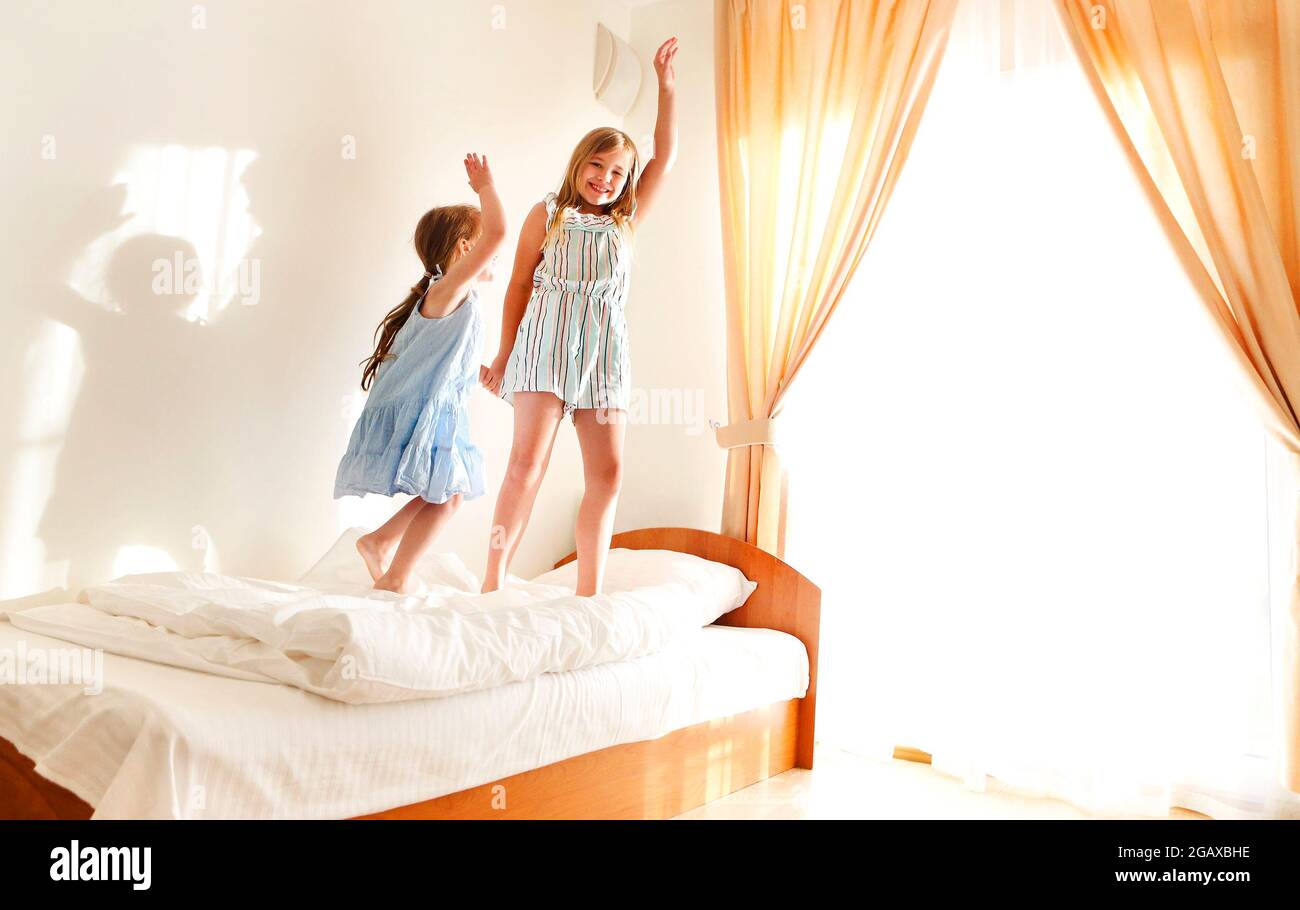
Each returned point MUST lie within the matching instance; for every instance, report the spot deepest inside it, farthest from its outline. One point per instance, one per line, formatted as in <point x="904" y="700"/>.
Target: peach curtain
<point x="817" y="108"/>
<point x="1205" y="99"/>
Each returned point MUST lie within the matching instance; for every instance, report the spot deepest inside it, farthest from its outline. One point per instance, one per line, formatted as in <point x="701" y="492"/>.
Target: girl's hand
<point x="663" y="64"/>
<point x="493" y="376"/>
<point x="477" y="172"/>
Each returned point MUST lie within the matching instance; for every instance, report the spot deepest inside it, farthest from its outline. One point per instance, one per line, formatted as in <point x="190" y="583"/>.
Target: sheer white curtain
<point x="1023" y="472"/>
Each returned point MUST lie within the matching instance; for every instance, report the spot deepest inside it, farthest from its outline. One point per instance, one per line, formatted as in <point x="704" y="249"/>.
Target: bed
<point x="640" y="739"/>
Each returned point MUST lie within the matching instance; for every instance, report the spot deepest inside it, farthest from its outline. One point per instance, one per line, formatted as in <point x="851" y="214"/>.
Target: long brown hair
<point x="436" y="239"/>
<point x="601" y="139"/>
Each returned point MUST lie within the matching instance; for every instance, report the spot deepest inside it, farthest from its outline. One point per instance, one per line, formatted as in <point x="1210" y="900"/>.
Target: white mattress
<point x="168" y="742"/>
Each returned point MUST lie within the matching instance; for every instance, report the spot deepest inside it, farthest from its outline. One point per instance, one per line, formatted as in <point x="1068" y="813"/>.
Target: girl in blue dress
<point x="414" y="433"/>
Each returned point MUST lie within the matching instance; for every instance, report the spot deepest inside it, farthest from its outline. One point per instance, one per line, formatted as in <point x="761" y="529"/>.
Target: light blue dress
<point x="414" y="433"/>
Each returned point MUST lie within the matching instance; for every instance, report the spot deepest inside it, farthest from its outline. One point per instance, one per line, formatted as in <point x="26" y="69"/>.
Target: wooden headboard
<point x="784" y="599"/>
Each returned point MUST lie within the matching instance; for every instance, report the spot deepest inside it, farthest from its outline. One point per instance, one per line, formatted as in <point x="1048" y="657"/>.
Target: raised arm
<point x="450" y="290"/>
<point x="664" y="131"/>
<point x="518" y="293"/>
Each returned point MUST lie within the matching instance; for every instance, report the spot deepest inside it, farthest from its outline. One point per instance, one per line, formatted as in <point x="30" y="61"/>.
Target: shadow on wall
<point x="165" y="384"/>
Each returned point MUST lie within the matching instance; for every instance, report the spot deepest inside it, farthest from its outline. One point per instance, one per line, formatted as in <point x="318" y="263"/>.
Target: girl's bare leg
<point x="377" y="546"/>
<point x="599" y="434"/>
<point x="419" y="534"/>
<point x="537" y="415"/>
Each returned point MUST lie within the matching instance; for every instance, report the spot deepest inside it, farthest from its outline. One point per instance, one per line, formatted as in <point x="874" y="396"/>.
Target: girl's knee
<point x="607" y="479"/>
<point x="524" y="471"/>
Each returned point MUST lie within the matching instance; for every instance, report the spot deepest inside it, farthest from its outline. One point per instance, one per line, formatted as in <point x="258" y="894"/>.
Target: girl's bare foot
<point x="373" y="555"/>
<point x="388" y="583"/>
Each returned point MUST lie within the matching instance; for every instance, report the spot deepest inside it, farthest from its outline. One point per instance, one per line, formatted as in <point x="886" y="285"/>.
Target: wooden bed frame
<point x="654" y="779"/>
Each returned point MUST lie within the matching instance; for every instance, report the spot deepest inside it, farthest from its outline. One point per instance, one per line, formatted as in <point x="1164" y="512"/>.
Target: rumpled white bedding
<point x="161" y="742"/>
<point x="367" y="646"/>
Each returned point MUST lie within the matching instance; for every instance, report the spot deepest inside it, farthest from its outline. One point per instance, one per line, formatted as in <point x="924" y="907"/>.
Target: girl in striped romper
<point x="564" y="347"/>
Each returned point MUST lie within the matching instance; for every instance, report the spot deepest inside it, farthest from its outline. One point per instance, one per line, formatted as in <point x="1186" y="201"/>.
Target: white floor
<point x="849" y="787"/>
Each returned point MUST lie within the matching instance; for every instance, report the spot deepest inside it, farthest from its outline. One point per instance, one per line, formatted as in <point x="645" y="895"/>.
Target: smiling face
<point x="602" y="177"/>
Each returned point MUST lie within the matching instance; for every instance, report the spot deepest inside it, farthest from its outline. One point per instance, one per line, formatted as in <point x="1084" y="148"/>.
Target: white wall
<point x="676" y="316"/>
<point x="216" y="443"/>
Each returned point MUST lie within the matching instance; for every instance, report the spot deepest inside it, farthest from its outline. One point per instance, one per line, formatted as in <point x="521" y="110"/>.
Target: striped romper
<point x="573" y="337"/>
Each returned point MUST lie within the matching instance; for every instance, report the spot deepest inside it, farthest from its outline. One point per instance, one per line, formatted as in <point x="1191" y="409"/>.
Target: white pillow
<point x="711" y="588"/>
<point x="343" y="567"/>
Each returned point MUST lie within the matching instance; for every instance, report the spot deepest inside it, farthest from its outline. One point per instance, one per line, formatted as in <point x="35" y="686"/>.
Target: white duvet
<point x="345" y="642"/>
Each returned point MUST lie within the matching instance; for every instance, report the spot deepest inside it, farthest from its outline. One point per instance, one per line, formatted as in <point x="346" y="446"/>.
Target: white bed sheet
<point x="161" y="741"/>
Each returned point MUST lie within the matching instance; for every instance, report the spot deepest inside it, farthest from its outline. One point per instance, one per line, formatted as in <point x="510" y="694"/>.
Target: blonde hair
<point x="598" y="141"/>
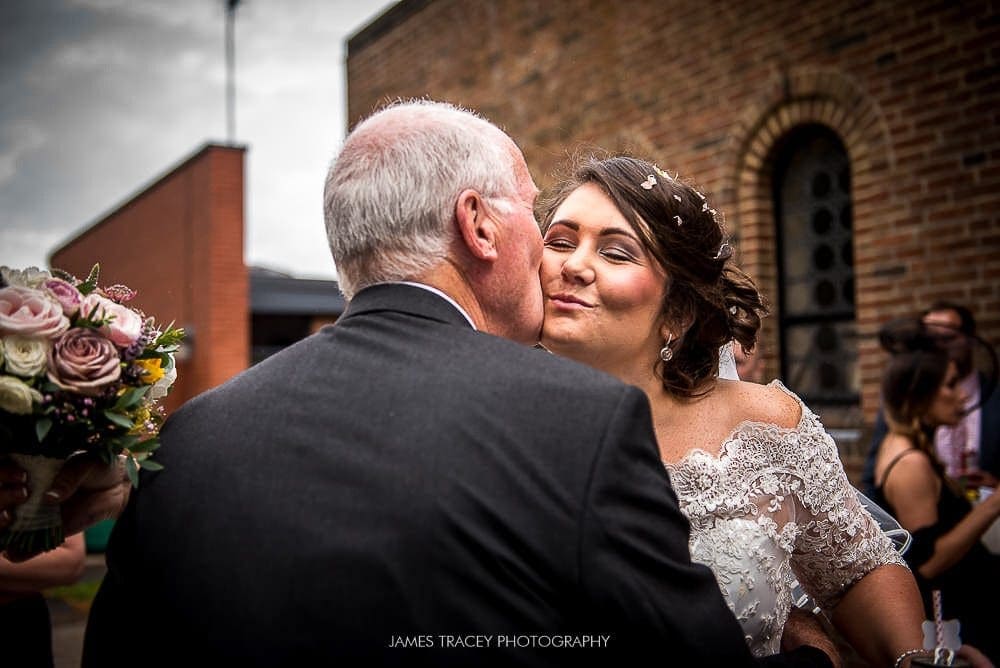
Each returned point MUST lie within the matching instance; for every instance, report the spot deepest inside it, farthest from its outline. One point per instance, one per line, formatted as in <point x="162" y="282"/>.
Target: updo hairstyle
<point x="917" y="367"/>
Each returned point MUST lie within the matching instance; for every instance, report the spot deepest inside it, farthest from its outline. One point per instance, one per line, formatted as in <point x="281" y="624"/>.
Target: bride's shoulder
<point x="768" y="404"/>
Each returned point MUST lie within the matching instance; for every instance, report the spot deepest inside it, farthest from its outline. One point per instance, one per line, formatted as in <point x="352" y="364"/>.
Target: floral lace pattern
<point x="774" y="505"/>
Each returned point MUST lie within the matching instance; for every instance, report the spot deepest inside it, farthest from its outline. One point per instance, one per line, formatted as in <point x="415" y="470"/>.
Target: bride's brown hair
<point x="708" y="300"/>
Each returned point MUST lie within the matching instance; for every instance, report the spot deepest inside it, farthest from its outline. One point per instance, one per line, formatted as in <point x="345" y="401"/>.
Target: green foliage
<point x="119" y="419"/>
<point x="169" y="339"/>
<point x="42" y="427"/>
<point x="90" y="284"/>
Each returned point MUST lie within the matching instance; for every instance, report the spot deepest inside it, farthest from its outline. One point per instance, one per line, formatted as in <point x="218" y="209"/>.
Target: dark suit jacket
<point x="396" y="478"/>
<point x="989" y="438"/>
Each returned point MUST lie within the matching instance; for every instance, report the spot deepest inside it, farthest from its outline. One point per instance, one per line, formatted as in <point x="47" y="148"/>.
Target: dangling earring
<point x="666" y="354"/>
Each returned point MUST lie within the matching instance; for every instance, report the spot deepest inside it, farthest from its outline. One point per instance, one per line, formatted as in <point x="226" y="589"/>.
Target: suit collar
<point x="405" y="298"/>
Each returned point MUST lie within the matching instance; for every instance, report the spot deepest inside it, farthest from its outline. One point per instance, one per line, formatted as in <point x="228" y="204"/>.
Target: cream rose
<point x="16" y="397"/>
<point x="160" y="388"/>
<point x="25" y="356"/>
<point x="30" y="312"/>
<point x="83" y="361"/>
<point x="66" y="294"/>
<point x="124" y="325"/>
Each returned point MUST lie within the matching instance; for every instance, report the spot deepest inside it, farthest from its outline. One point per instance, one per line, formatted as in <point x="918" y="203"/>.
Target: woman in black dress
<point x="920" y="392"/>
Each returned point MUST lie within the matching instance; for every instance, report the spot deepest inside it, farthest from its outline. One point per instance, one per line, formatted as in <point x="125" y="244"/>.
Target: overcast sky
<point x="99" y="97"/>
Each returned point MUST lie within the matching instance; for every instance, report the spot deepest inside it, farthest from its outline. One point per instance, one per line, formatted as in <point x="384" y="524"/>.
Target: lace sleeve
<point x="838" y="541"/>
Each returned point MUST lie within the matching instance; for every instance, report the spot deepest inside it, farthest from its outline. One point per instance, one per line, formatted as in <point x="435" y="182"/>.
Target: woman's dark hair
<point x="708" y="300"/>
<point x="916" y="370"/>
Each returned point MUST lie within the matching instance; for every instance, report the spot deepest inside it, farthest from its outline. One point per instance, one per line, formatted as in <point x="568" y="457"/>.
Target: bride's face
<point x="603" y="291"/>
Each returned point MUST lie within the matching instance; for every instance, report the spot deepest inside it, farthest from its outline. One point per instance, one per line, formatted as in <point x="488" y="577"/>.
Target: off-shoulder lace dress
<point x="774" y="504"/>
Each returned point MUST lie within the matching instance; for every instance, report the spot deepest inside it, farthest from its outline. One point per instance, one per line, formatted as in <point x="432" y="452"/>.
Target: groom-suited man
<point x="413" y="486"/>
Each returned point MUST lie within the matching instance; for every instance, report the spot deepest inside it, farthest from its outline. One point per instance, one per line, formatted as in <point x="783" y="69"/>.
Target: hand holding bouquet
<point x="79" y="371"/>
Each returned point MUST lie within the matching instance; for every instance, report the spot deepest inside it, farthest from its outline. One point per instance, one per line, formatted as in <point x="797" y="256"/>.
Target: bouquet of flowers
<point x="79" y="371"/>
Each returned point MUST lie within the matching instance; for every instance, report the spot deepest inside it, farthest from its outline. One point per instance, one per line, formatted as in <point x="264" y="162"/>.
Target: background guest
<point x="969" y="449"/>
<point x="921" y="391"/>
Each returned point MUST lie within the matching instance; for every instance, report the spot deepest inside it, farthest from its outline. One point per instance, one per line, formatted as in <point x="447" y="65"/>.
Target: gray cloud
<point x="98" y="97"/>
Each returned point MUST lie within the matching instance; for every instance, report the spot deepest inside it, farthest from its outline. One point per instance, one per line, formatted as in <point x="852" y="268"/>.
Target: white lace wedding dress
<point x="771" y="505"/>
* * * *
Work instruction
Set down only these lines, exactly: the line containing "Target: bride's face" and each line after it, through the end of the listing.

Solution to the problem
Target: bride's face
<point x="603" y="291"/>
Each returned point MUST lie within the matching instance; for every instance, report the spot deepest inside it, farthest from its outline. One point per instance, one per line, formatted as in <point x="488" y="577"/>.
Target: off-shoulder lace dress
<point x="774" y="504"/>
Each returned point MUST lie within the matching instance; for every instance, report the spot deepest inside it, farthest from its outline. One point per instance, one per line, formatted as in <point x="432" y="452"/>.
Target: groom-suited man
<point x="413" y="486"/>
Each returned point MUST lie within the matching instance; for every instance, report the spot deepest inside it, farthest from its outline. One point per instance, one per line, formatted as in <point x="783" y="69"/>.
Target: hand holding bouquet
<point x="79" y="371"/>
Each returned point MUST lie within the matching instance; for every instance, report the spot deepest inside it, farthest from its outline. One point per instance, one per line, formatted as in <point x="797" y="256"/>.
Target: bouquet of flowers
<point x="79" y="371"/>
Each returned point MUST lie within the matching instance; for every instance, report the spot deepest inside it, farthest from its outline. One point per instance, one per line, formatted as in <point x="264" y="162"/>.
Target: background guest
<point x="969" y="449"/>
<point x="921" y="391"/>
Each returned point MUST lie within the matching instance; for every instance, report the spot deepest inside it, farthest from its outline. One point per instance, one per line, formatted as in <point x="447" y="65"/>.
Target: gray cloud
<point x="98" y="97"/>
Each returned point MUST lie within the matching instance; for every instance, report the spot deepest inside it, farthest from its outline. One point per instance, one per line, formatted as in <point x="852" y="268"/>.
Target: white lace wedding dress
<point x="771" y="505"/>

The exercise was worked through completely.